■ Task instructions
Reproduce all the records below word for word, but omit the pictures.

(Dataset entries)
+ + +
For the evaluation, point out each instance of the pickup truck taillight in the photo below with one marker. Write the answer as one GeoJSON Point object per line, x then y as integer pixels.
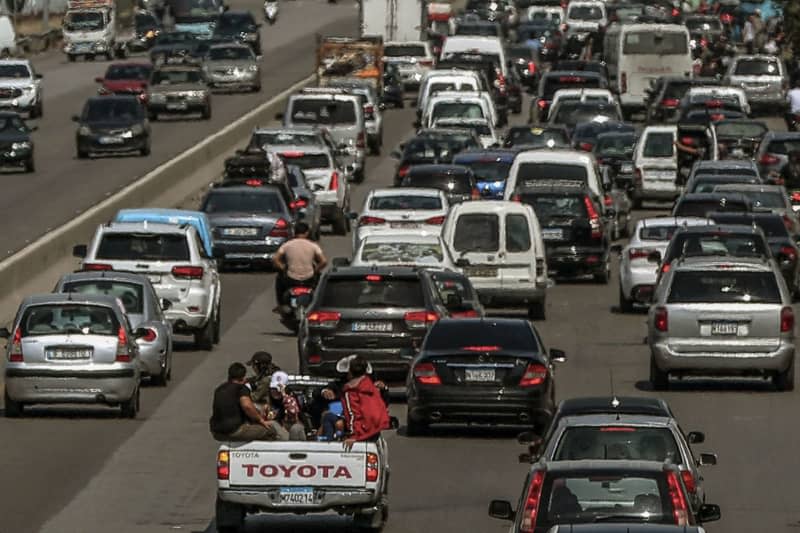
{"type": "Point", "coordinates": [223, 465]}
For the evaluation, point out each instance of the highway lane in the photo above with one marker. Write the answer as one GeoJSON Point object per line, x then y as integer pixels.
{"type": "Point", "coordinates": [63, 186]}
{"type": "Point", "coordinates": [155, 474]}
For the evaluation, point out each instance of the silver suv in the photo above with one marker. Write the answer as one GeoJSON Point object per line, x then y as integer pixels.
{"type": "Point", "coordinates": [175, 261]}
{"type": "Point", "coordinates": [722, 317]}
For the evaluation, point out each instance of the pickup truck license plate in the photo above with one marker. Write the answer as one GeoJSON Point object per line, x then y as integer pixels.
{"type": "Point", "coordinates": [479, 374]}
{"type": "Point", "coordinates": [297, 496]}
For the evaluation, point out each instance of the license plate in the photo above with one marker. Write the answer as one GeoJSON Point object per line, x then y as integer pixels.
{"type": "Point", "coordinates": [373, 327]}
{"type": "Point", "coordinates": [479, 374]}
{"type": "Point", "coordinates": [297, 496]}
{"type": "Point", "coordinates": [68, 353]}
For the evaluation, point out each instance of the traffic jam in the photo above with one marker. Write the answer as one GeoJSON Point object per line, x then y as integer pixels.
{"type": "Point", "coordinates": [647, 149]}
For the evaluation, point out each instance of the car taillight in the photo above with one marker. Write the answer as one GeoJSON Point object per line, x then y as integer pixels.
{"type": "Point", "coordinates": [187, 272]}
{"type": "Point", "coordinates": [280, 229]}
{"type": "Point", "coordinates": [594, 218]}
{"type": "Point", "coordinates": [97, 266]}
{"type": "Point", "coordinates": [223, 465]}
{"type": "Point", "coordinates": [680, 510]}
{"type": "Point", "coordinates": [787, 320]}
{"type": "Point", "coordinates": [531, 506]}
{"type": "Point", "coordinates": [371, 221]}
{"type": "Point", "coordinates": [123, 350]}
{"type": "Point", "coordinates": [15, 353]}
{"type": "Point", "coordinates": [534, 375]}
{"type": "Point", "coordinates": [420, 319]}
{"type": "Point", "coordinates": [373, 470]}
{"type": "Point", "coordinates": [425, 374]}
{"type": "Point", "coordinates": [661, 319]}
{"type": "Point", "coordinates": [324, 319]}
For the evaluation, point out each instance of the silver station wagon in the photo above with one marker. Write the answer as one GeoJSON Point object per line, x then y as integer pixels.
{"type": "Point", "coordinates": [730, 317]}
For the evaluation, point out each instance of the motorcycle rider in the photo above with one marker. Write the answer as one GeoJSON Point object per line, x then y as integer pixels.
{"type": "Point", "coordinates": [298, 262]}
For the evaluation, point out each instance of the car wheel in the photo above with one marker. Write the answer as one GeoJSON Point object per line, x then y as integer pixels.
{"type": "Point", "coordinates": [658, 378]}
{"type": "Point", "coordinates": [130, 408]}
{"type": "Point", "coordinates": [13, 409]}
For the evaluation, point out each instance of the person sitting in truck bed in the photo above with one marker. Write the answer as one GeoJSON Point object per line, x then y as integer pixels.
{"type": "Point", "coordinates": [234, 416]}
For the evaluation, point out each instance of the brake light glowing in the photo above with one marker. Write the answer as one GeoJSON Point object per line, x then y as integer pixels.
{"type": "Point", "coordinates": [534, 375]}
{"type": "Point", "coordinates": [425, 374]}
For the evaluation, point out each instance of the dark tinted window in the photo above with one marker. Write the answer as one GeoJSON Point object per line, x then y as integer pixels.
{"type": "Point", "coordinates": [384, 292]}
{"type": "Point", "coordinates": [724, 287]}
{"type": "Point", "coordinates": [144, 246]}
{"type": "Point", "coordinates": [507, 336]}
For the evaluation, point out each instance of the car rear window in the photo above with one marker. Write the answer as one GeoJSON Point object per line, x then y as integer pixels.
{"type": "Point", "coordinates": [377, 291]}
{"type": "Point", "coordinates": [130, 294]}
{"type": "Point", "coordinates": [405, 202]}
{"type": "Point", "coordinates": [144, 247]}
{"type": "Point", "coordinates": [724, 287]}
{"type": "Point", "coordinates": [477, 232]}
{"type": "Point", "coordinates": [505, 336]}
{"type": "Point", "coordinates": [73, 319]}
{"type": "Point", "coordinates": [618, 443]}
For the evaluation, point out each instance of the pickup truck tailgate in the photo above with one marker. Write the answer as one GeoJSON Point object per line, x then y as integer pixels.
{"type": "Point", "coordinates": [304, 464]}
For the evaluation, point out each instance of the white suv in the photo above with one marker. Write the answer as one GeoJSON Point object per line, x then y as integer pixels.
{"type": "Point", "coordinates": [173, 258]}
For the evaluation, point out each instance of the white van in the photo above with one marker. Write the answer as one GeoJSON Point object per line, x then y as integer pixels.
{"type": "Point", "coordinates": [499, 247]}
{"type": "Point", "coordinates": [644, 52]}
{"type": "Point", "coordinates": [655, 165]}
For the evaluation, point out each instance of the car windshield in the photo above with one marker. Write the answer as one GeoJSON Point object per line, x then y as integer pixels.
{"type": "Point", "coordinates": [144, 247]}
{"type": "Point", "coordinates": [128, 72]}
{"type": "Point", "coordinates": [68, 319]}
{"type": "Point", "coordinates": [405, 202]}
{"type": "Point", "coordinates": [256, 201]}
{"type": "Point", "coordinates": [757, 67]}
{"type": "Point", "coordinates": [618, 443]}
{"type": "Point", "coordinates": [575, 498]}
{"type": "Point", "coordinates": [372, 290]}
{"type": "Point", "coordinates": [176, 77]}
{"type": "Point", "coordinates": [130, 294]}
{"type": "Point", "coordinates": [11, 70]}
{"type": "Point", "coordinates": [319, 111]}
{"type": "Point", "coordinates": [724, 287]}
{"type": "Point", "coordinates": [230, 53]}
{"type": "Point", "coordinates": [400, 253]}
{"type": "Point", "coordinates": [478, 232]}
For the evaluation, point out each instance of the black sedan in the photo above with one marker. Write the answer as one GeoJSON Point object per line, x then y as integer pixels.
{"type": "Point", "coordinates": [494, 371]}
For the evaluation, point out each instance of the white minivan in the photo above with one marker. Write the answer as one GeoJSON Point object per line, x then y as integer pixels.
{"type": "Point", "coordinates": [655, 165]}
{"type": "Point", "coordinates": [499, 246]}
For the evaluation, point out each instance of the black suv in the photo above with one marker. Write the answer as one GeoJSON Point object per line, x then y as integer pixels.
{"type": "Point", "coordinates": [576, 236]}
{"type": "Point", "coordinates": [381, 313]}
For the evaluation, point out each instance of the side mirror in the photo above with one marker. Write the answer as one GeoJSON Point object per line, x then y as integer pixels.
{"type": "Point", "coordinates": [707, 459]}
{"type": "Point", "coordinates": [558, 356]}
{"type": "Point", "coordinates": [696, 437]}
{"type": "Point", "coordinates": [709, 512]}
{"type": "Point", "coordinates": [502, 509]}
{"type": "Point", "coordinates": [80, 250]}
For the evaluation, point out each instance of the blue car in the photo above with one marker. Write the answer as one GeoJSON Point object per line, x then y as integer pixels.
+ + +
■ Answer for the task
For the evaluation, point out each instance of the pickup truck taillight in the photo below with one marker. Write the answer as one GeoJSON Point object per line, x then y as integer pixels.
{"type": "Point", "coordinates": [223, 465]}
For the evaluation, point out each instance of the highway lane in the photo above with one marker. Write the answer as one GeoJSON Point object per line, x then y as integer pixels.
{"type": "Point", "coordinates": [63, 186]}
{"type": "Point", "coordinates": [155, 474]}
For the evaluation, point out each instance of the silver suv in the photo above with one marker. Write the answer as one GeoJSON Point object per line, x then y as integer pixels.
{"type": "Point", "coordinates": [175, 261]}
{"type": "Point", "coordinates": [722, 317]}
For the evaluation, point out each instance of the pickup truck license plate in the photo above with one marker. Write the answer as one GeoJSON Point object per line, x then y as integer pixels.
{"type": "Point", "coordinates": [479, 374]}
{"type": "Point", "coordinates": [297, 496]}
For the evaluation, point out each instance of the license plate in the photo above with one marker. Write the answer as one GeoJSON Point object per line, x then y as integer pixels.
{"type": "Point", "coordinates": [373, 327]}
{"type": "Point", "coordinates": [479, 374]}
{"type": "Point", "coordinates": [297, 496]}
{"type": "Point", "coordinates": [68, 353]}
For the evaluation, point out each instance of the traffic jam in the photo above with one marker. Write the answer as one GeoJSON Point object per line, x then y as integer pixels.
{"type": "Point", "coordinates": [647, 149]}
For the evaluation, point out each instance of the car taillight in the photo above with one marker. Write the answer as one GeoJSON Point object per line, x then y as integer pixels.
{"type": "Point", "coordinates": [187, 272]}
{"type": "Point", "coordinates": [280, 229]}
{"type": "Point", "coordinates": [594, 218]}
{"type": "Point", "coordinates": [97, 266]}
{"type": "Point", "coordinates": [223, 465]}
{"type": "Point", "coordinates": [680, 510]}
{"type": "Point", "coordinates": [787, 320]}
{"type": "Point", "coordinates": [531, 506]}
{"type": "Point", "coordinates": [371, 221]}
{"type": "Point", "coordinates": [123, 350]}
{"type": "Point", "coordinates": [15, 353]}
{"type": "Point", "coordinates": [534, 375]}
{"type": "Point", "coordinates": [420, 319]}
{"type": "Point", "coordinates": [373, 470]}
{"type": "Point", "coordinates": [425, 374]}
{"type": "Point", "coordinates": [661, 319]}
{"type": "Point", "coordinates": [324, 319]}
For the evaluation, point out each instance of the silver station wagon in the photo above with one marker. Write the answer as one GeoJSON Point object per line, x then y as integer pixels.
{"type": "Point", "coordinates": [730, 317]}
For the evaluation, point out each instance of the motorcycle rider in the photo above with one marker. Write the answer as one GeoJSON Point object per line, x then y as integer pixels.
{"type": "Point", "coordinates": [298, 262]}
For the evaluation, point out each instance of the car wheel in the photo above with one marker. Write the answer as one GeoJSON Point object per line, x then y as integer pixels.
{"type": "Point", "coordinates": [658, 378]}
{"type": "Point", "coordinates": [130, 408]}
{"type": "Point", "coordinates": [13, 409]}
For the evaluation, point out each instance of the person sitting in truck bed in the photo above with one marker. Write the answer as one GeoJSON Point object per line, x then y as integer pixels.
{"type": "Point", "coordinates": [234, 416]}
For the evaluation, point out each instance of the brake light glowing in the photo above with one marker. Write the answer as one GeoJSON Point object per line, x then y as integer pixels.
{"type": "Point", "coordinates": [534, 375]}
{"type": "Point", "coordinates": [425, 374]}
For the evaluation, point out each instance of the dark tinted window in the photo above with one marker. Write the answer as one GeoJSON Point object per line, x then y as integer pixels.
{"type": "Point", "coordinates": [384, 292]}
{"type": "Point", "coordinates": [724, 287]}
{"type": "Point", "coordinates": [144, 246]}
{"type": "Point", "coordinates": [507, 336]}
For the evaluation, point out each instance of the car rear window in the photo above with one marker. Write the answer as one GeoJSON Point object per line, x then y as integer pixels.
{"type": "Point", "coordinates": [377, 291]}
{"type": "Point", "coordinates": [130, 294]}
{"type": "Point", "coordinates": [405, 202]}
{"type": "Point", "coordinates": [144, 247]}
{"type": "Point", "coordinates": [724, 287]}
{"type": "Point", "coordinates": [477, 232]}
{"type": "Point", "coordinates": [505, 336]}
{"type": "Point", "coordinates": [73, 319]}
{"type": "Point", "coordinates": [618, 443]}
For the evaluation, point out each instance of the pickup truck tailgate in the photo above with one marker. Write the answer as one GeoJSON Point object per line, x then y as integer pixels.
{"type": "Point", "coordinates": [304, 464]}
For the evaluation, point out each instance of the white suv in the photo above with one marker. Write the answer as one GeoJSON Point object per line, x then y as integer pixels.
{"type": "Point", "coordinates": [173, 258]}
For the evaluation, point out each instance of the white van in the photo above with one marker. Write the answer as one GeoJSON Point object per line, x then y as integer pixels.
{"type": "Point", "coordinates": [499, 247]}
{"type": "Point", "coordinates": [644, 52]}
{"type": "Point", "coordinates": [655, 165]}
For the evaluation, point out each instance of the car windshield in the photo above with one marker. Write the answer as one GeoJSON Point object per line, x then y as integer pixels.
{"type": "Point", "coordinates": [144, 247]}
{"type": "Point", "coordinates": [128, 72]}
{"type": "Point", "coordinates": [68, 319]}
{"type": "Point", "coordinates": [405, 202]}
{"type": "Point", "coordinates": [256, 201]}
{"type": "Point", "coordinates": [757, 67]}
{"type": "Point", "coordinates": [618, 443]}
{"type": "Point", "coordinates": [575, 498]}
{"type": "Point", "coordinates": [372, 290]}
{"type": "Point", "coordinates": [176, 77]}
{"type": "Point", "coordinates": [130, 294]}
{"type": "Point", "coordinates": [11, 70]}
{"type": "Point", "coordinates": [319, 111]}
{"type": "Point", "coordinates": [724, 287]}
{"type": "Point", "coordinates": [230, 53]}
{"type": "Point", "coordinates": [400, 253]}
{"type": "Point", "coordinates": [478, 232]}
For the evaluation, point out each instance of the black sedan in the photo above with one marker. Write the answer as one GeoJSON Point object per line, x then y as integer pixels.
{"type": "Point", "coordinates": [494, 371]}
For the evaluation, point out each instance of the white minivan in the photo above with one marker. Write the answer as one GeoJSON Point object per line, x then y as integer pixels.
{"type": "Point", "coordinates": [655, 165]}
{"type": "Point", "coordinates": [499, 246]}
For the evaluation, point out each instance of the black suv in the photo above with one marker. Write the answer as one GeoJSON Point object per line, x then y as integer pixels.
{"type": "Point", "coordinates": [576, 236]}
{"type": "Point", "coordinates": [381, 313]}
For the evaluation, point out each instance of the side mirror in the photo above with one marker. Write the answer as one GeoJSON Point object per line, x then y as integer pixels.
{"type": "Point", "coordinates": [707, 459]}
{"type": "Point", "coordinates": [558, 356]}
{"type": "Point", "coordinates": [696, 437]}
{"type": "Point", "coordinates": [709, 512]}
{"type": "Point", "coordinates": [502, 509]}
{"type": "Point", "coordinates": [80, 250]}
For the evaluation, point out each instance of the blue car in the photo above with one marker. Write the answer as one GeoJSON Point object per line, x then y as integer pixels.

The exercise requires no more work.